Material for this task →
- - - -

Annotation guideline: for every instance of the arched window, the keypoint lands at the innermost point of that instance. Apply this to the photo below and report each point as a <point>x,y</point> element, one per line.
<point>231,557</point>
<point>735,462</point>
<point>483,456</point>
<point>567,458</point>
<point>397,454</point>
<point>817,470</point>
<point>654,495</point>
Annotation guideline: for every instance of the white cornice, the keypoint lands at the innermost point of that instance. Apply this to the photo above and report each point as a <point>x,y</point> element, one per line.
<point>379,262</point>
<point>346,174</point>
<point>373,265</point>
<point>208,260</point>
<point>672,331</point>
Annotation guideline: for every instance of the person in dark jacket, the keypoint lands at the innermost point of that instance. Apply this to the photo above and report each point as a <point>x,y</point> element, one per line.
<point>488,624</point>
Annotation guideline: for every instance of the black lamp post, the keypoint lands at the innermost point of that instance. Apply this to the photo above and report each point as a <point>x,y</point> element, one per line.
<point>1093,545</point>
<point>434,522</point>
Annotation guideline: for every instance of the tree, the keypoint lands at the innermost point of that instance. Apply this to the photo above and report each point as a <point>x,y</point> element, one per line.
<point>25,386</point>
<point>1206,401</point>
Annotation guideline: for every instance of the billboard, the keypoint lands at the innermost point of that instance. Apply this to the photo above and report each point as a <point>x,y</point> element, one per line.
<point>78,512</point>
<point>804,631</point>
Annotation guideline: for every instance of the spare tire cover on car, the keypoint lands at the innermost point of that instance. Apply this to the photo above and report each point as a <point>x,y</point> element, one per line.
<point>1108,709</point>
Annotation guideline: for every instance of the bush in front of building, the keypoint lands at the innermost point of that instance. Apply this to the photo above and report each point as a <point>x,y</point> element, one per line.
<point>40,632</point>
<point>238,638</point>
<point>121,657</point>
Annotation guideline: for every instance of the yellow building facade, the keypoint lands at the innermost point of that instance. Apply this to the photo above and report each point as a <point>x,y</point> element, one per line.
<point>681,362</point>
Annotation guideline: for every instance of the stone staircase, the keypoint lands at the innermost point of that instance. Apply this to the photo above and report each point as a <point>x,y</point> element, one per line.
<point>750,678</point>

- - - -

What to work on →
The data above should be reproduced in full and exactly.

Task response →
Annotation guideline: for every instance of the arched window, the keypoint lands at the innermost point of that instance. Apply this to the photo below and report each point as a <point>x,y</point> element, one per line.
<point>231,557</point>
<point>735,462</point>
<point>483,456</point>
<point>567,458</point>
<point>397,454</point>
<point>817,470</point>
<point>654,495</point>
Annotation guideline: for every instance of the white cornice, the keypoint lands at the innermost point of that instance. Apply this to the photo above and report each point as a <point>x,y</point> element, one per line.
<point>379,262</point>
<point>346,174</point>
<point>373,265</point>
<point>208,260</point>
<point>672,331</point>
Annotation guideline: for every instance of the person in dark jacket, the keypoint lands at the innermost point of that instance. Apply this to the photo above and report each point as a <point>x,y</point> element, one per line.
<point>488,624</point>
Annotation guideline: for every instance of the black lamp post, the keypoint lands at the innermost point of that instance. Apply this to the photo above and report each point as a <point>x,y</point> element, one per line.
<point>1093,545</point>
<point>434,522</point>
Annotation guideline: for every instance of the tree, the keypoint lands at the innermost point of that instance. Apply this to the photo above and report each point as a <point>x,y</point> element, one per line.
<point>25,386</point>
<point>1206,401</point>
Annotation guideline: for every instance of the billboard, the keypoint lands at the innermost point of that instance. Apply this to the photo above and report each point as a <point>x,y</point> element, one per line.
<point>78,512</point>
<point>804,631</point>
Annotation guideline: for every instance of the spare tire cover on car, the keypoint lands at the innermost point of that instance. Apply this to the photo above and report each point as a <point>x,y</point> element, one per line.
<point>1108,709</point>
Annotation guideline: for every instance of the bush in front of building, the keypoint lands at the innermost point of that instance. Apply this to the photo above and report each point as a <point>x,y</point> element, one per line.
<point>40,632</point>
<point>238,638</point>
<point>121,657</point>
Annotation guideline: for every instance of the yellow building facade, the keypoint lands at the innermost point of that instance. Apply this to the photo above and report each point as a <point>x,y</point> element, one per line.
<point>681,362</point>
Annotation guideline: for every instance of the stone staircase, the keypoint lands at the innermost point of that instance. Apply this to the photo above and report each point as a <point>x,y</point> element, one per line.
<point>750,678</point>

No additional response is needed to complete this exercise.